== SELECTED EXCERPT ==
<<<<
Review: ‘The 14th Factory’ art exhibition, despite all the hype, is just an $18 ticket to spectacle
On a sunny Sunday morning, Simon Birch, the creator of the art exhibition “The 14th Factory,” is using a skimmer to clean the surface of a large pool. The shallow water is improbably studded with the tails of airplanes. They tower above him like giant shark fins as he says, “This is not performance art.”
It’s true, contemporary art can be a slippery beast. Sometimes it’s hard to tell what’s art and what’s just keeping the pool clean.
“The 14th Factory” is a herculean vanity project in which everything fairly shouts “Art!” The brainchild of the British-born, Hong Kong-based Birch, the exhibition — by virtue of its location in a warehouse complex in Lincoln Heights and lack of institutional support — claims to establish a “new, independent paradigm for socially-engaged art.”
This “paradigm” has been a social media hit, prompting a long segment on public radio station KPCC. The Huffington Post wrote of Birch, “His ideas definately [sic] warrant critical acclaim,” and L.A. Weekly touted the exhibition as the work of a nonprofit creating “art experiences that serve as vehicles for social change.”
>>>>
== DATA EXTRACT ==
<<<<
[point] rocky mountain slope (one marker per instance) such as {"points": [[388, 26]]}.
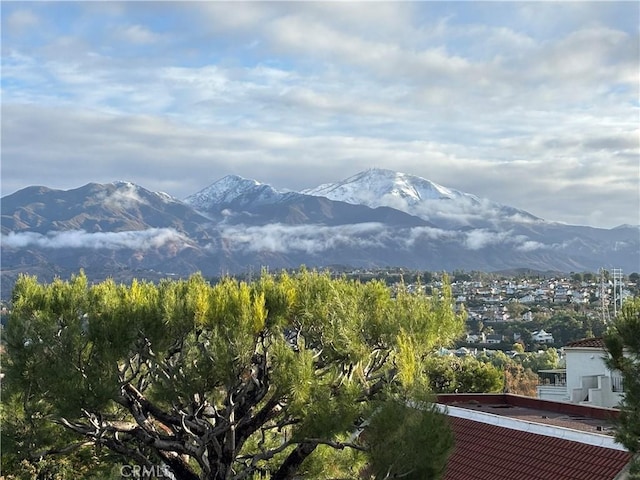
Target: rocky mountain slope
{"points": [[377, 218]]}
>>>>
== WHAT THE TASK ASKS ==
From the review of "The 14th Factory" above, set down word for word the passage between "Review: ‘The 14th" and "the pool clean.", inclusive.

== SOLVED PROBLEM ==
Review: ‘The 14th Factory’ art exhibition, despite all the hype, is just an $18 ticket to spectacle
On a sunny Sunday morning, Simon Birch, the creator of the art exhibition “The 14th Factory,” is using a skimmer to clean the surface of a large pool. The shallow water is improbably studded with the tails of airplanes. They tower above him like giant shark fins as he says, “This is not performance art.”
It’s true, contemporary art can be a slippery beast. Sometimes it’s hard to tell what’s art and what’s just keeping the pool clean.